=== What you need to do ===
Determine the number of lines in the data that contain "order", and write only that number.

=== Saved entries ===

______________________________

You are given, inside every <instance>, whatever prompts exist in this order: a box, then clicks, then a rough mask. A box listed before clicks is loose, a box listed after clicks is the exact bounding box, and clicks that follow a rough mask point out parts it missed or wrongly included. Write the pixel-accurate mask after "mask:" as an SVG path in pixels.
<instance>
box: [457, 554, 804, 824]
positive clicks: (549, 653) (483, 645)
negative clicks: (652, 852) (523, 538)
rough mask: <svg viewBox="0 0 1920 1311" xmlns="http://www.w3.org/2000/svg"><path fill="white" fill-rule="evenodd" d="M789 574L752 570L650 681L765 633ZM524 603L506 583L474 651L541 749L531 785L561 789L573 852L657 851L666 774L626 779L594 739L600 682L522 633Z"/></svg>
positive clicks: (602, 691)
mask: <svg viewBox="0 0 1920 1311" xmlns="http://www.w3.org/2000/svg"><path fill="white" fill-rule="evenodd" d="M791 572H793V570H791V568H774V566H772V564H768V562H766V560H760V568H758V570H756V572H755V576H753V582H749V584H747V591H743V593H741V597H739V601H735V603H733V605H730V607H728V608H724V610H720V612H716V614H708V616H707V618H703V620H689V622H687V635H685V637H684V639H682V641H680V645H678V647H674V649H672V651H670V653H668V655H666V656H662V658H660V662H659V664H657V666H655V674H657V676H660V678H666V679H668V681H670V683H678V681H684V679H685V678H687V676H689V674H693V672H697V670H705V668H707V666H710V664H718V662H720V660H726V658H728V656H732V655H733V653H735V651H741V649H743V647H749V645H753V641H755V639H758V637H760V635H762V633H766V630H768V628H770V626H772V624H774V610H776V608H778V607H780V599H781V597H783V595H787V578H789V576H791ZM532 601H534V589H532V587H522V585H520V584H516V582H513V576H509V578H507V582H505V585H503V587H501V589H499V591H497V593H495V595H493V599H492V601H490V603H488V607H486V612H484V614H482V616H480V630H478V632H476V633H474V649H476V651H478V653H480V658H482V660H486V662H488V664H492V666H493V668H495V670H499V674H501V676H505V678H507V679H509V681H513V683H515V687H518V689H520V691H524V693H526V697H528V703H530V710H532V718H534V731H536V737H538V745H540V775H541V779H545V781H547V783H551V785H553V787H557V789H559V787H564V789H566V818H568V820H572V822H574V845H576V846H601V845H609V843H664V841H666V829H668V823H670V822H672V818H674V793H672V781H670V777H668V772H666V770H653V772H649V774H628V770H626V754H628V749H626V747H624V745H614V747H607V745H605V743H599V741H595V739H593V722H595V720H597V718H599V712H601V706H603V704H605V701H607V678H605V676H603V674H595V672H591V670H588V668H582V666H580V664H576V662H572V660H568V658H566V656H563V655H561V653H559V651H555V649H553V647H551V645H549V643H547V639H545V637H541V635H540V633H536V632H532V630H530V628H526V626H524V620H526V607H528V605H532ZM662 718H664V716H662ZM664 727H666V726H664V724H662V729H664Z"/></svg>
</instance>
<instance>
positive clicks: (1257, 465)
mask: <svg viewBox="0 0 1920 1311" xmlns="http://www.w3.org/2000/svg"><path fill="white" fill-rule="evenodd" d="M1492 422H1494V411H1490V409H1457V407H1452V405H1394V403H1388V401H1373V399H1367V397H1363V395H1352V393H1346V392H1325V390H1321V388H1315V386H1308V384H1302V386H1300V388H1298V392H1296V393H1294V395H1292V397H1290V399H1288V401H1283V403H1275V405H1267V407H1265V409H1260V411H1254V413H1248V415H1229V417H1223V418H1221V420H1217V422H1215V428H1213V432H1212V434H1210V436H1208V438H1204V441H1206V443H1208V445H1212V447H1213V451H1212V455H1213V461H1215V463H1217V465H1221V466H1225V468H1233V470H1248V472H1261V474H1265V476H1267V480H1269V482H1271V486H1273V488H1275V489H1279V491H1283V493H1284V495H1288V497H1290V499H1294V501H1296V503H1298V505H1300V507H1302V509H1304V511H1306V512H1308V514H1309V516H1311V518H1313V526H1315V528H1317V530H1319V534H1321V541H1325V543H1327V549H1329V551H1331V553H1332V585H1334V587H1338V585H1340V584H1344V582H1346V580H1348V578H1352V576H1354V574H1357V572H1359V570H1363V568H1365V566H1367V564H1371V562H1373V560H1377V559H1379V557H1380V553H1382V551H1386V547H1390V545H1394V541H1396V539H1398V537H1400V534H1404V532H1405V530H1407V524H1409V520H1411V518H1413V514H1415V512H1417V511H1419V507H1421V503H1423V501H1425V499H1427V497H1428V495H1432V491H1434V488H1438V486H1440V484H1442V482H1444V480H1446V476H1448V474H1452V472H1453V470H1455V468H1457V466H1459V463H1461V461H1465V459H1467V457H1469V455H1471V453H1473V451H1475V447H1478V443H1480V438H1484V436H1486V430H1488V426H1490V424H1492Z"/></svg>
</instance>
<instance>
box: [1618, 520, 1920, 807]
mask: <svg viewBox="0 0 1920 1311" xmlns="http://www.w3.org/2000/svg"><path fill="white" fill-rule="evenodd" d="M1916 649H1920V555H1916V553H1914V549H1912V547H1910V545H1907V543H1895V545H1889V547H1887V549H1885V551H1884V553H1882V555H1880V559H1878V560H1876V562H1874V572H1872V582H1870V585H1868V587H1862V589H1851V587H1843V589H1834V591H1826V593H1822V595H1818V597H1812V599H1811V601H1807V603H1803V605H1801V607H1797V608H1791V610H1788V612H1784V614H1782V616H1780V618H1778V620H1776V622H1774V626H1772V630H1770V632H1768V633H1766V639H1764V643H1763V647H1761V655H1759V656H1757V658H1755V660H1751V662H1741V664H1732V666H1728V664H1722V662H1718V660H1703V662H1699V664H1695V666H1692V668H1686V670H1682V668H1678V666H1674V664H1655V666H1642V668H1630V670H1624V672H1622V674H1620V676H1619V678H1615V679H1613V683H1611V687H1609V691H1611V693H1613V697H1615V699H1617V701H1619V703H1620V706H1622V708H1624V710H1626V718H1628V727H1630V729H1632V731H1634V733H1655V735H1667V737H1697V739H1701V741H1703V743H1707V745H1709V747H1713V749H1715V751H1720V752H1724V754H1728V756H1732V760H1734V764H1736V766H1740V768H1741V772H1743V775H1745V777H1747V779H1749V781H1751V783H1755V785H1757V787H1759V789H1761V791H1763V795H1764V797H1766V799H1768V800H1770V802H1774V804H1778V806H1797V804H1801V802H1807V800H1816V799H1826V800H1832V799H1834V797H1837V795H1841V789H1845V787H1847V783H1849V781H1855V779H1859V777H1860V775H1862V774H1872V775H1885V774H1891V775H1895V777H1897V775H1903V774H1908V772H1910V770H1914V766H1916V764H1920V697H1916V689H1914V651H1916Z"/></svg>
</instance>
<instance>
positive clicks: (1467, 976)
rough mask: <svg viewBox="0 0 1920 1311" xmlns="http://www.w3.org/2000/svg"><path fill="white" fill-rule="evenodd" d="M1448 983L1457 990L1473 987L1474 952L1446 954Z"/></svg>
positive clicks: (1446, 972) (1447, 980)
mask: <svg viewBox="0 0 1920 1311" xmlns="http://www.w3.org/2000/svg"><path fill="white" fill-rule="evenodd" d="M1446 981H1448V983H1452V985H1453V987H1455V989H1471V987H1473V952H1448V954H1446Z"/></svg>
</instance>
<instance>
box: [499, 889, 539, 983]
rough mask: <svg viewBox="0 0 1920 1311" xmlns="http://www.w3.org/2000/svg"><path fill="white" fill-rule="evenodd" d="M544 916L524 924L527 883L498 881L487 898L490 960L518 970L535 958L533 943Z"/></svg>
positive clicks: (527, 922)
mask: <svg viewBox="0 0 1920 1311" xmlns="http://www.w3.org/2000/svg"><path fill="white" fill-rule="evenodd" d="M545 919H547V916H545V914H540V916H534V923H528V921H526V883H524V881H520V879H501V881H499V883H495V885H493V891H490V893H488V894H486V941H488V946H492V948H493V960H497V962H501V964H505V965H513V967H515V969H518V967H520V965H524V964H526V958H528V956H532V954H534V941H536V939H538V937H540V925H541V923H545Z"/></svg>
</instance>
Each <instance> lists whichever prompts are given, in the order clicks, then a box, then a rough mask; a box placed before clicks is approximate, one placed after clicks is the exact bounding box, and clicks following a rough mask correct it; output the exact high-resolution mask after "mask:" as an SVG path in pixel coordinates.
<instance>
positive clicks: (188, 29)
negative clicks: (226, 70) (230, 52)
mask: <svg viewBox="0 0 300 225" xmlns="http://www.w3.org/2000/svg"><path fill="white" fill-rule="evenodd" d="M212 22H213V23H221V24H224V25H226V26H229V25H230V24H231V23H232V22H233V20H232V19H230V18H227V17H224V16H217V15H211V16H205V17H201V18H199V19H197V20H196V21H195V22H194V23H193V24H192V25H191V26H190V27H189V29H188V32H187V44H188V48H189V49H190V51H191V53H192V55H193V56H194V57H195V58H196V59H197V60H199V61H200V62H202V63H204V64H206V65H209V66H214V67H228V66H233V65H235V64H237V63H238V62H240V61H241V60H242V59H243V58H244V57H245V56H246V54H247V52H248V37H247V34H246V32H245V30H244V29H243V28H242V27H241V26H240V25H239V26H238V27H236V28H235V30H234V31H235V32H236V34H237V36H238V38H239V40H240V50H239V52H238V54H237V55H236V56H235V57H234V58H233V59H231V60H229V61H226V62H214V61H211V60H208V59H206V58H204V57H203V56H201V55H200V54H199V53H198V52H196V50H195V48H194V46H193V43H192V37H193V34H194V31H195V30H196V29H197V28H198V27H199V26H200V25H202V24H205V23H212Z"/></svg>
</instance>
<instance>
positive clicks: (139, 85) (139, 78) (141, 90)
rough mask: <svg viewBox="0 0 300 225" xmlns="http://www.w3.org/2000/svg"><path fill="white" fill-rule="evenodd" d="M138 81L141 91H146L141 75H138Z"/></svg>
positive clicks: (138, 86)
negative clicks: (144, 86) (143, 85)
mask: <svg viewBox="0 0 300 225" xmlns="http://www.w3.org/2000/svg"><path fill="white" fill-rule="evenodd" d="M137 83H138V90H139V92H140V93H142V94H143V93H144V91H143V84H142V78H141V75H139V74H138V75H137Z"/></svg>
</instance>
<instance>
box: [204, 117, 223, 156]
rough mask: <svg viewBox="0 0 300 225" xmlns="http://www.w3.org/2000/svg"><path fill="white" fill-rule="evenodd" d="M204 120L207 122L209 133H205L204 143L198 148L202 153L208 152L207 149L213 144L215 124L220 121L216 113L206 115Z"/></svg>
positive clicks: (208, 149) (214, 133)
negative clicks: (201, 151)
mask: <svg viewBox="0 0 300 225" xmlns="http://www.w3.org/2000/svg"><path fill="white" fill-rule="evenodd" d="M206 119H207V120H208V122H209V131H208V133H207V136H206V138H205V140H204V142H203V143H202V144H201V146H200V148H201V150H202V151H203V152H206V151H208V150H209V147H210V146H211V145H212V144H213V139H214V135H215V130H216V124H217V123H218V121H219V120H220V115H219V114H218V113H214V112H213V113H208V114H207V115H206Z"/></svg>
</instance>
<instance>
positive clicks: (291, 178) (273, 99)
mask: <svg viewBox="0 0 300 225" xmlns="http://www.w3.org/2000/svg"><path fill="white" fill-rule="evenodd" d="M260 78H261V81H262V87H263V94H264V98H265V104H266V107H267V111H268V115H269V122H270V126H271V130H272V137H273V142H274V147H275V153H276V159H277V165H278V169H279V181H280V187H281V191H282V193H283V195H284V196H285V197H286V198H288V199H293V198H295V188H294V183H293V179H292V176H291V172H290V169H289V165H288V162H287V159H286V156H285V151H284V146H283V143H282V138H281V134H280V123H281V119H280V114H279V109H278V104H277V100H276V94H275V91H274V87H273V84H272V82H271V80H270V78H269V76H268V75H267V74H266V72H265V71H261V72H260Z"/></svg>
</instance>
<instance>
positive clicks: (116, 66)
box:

______________________________

=== Output below ===
2